Given request:
In the reviewer questions, which corpus is described as performing better at 40 reviews than at 60?

## Start Text passage

Questions to Authors (Optional)
---------------------------------------------------------------------------
Question 1: 
Why not use RMSE on the sparse datasets if you claim it is a better metric to use? Is this because your previous results on the full dataset already show HCSC performs better for RMSE?

Question 2: 
Can you speak to why there are major dips in the results in Figure 3? It seems from the IMDB corpus, 20 user/product reviews does better than having 40; however having 100 is even better. On the other hand, the Yelp corpus does better at 40 than it does at 60, then performance increases again at 80. Can you speculate as to the differences in the amounts of data and why they eventually stabilize at about 100? It is also interesting to see that the general trend is followed by both NSC and HCSC, so perhaps this has something to do with the instances selected for this test.

## End Text passage
## Start Stored data

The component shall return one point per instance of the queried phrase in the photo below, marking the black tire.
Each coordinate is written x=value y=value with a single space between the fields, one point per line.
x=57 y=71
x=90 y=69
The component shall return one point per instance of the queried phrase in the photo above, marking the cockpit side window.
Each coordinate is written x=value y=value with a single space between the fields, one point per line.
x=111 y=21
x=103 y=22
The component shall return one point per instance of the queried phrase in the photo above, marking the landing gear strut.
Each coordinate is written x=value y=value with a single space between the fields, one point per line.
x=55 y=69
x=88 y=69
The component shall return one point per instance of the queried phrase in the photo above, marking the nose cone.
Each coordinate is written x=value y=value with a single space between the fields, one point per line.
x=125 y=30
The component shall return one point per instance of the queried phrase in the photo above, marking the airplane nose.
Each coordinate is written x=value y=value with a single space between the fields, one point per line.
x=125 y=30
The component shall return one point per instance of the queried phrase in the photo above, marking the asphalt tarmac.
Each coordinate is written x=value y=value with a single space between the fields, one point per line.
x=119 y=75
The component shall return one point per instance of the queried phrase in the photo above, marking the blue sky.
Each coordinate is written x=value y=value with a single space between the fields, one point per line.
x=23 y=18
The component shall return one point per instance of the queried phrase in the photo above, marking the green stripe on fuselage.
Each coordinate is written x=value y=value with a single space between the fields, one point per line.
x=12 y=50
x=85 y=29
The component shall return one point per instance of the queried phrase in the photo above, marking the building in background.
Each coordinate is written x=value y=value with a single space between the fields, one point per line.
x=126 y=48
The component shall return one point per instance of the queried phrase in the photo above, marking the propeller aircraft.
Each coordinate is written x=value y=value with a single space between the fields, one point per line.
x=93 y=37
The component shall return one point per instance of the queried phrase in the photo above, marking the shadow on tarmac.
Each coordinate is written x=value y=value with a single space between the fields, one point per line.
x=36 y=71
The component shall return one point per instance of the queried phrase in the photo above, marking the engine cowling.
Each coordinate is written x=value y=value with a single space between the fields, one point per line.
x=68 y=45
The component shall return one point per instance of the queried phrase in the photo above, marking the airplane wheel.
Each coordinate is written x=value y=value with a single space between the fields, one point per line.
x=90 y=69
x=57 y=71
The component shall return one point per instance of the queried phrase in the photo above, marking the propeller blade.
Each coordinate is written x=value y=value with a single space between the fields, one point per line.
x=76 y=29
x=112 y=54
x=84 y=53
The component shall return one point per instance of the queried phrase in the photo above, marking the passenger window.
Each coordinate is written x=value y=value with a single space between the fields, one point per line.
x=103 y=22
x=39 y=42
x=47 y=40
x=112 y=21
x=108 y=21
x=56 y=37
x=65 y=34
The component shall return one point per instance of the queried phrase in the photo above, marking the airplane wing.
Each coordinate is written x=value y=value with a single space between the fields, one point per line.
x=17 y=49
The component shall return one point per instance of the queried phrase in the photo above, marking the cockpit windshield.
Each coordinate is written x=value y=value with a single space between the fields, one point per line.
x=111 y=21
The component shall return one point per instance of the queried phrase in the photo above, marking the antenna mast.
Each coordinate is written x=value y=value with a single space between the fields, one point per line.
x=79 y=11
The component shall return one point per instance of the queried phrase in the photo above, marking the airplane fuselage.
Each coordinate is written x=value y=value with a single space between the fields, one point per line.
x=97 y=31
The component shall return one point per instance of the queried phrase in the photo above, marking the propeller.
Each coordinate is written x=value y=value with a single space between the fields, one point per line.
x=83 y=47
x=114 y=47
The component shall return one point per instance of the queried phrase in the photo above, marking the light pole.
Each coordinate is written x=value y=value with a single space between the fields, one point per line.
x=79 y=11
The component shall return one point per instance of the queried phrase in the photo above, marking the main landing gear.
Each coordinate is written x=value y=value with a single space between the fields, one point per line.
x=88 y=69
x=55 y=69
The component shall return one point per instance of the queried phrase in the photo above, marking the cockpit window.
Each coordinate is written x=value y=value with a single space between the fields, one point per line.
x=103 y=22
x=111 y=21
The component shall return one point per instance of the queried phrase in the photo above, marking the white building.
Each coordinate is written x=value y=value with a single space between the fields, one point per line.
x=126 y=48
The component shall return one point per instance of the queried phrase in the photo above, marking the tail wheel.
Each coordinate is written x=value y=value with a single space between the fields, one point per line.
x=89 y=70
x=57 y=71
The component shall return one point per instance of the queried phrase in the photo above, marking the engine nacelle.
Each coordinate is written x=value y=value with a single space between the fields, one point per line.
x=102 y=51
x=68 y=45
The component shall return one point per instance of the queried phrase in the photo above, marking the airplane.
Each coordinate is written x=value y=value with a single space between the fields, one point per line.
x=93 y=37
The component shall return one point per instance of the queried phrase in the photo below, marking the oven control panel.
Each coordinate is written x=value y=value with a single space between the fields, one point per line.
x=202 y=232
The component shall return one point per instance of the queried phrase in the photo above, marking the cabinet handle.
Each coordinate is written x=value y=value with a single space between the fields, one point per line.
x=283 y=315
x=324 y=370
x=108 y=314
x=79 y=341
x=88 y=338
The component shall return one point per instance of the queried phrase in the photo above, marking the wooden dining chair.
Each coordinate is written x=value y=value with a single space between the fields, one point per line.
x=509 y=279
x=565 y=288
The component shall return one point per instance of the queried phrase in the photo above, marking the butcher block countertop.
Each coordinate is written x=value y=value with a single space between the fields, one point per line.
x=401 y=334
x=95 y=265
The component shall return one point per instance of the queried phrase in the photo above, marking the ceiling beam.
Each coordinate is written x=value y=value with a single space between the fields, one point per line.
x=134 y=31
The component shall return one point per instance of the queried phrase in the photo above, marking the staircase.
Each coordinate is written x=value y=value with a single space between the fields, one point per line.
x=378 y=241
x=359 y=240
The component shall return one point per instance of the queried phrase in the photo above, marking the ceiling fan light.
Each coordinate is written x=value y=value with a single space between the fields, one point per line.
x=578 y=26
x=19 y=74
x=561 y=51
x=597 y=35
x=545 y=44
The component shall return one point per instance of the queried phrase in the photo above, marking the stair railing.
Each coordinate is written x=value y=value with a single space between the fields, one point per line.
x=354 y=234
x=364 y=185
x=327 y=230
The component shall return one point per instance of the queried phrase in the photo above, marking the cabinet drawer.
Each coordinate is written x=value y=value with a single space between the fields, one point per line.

## End Stored data

Finished answer:
The Yelp corpus.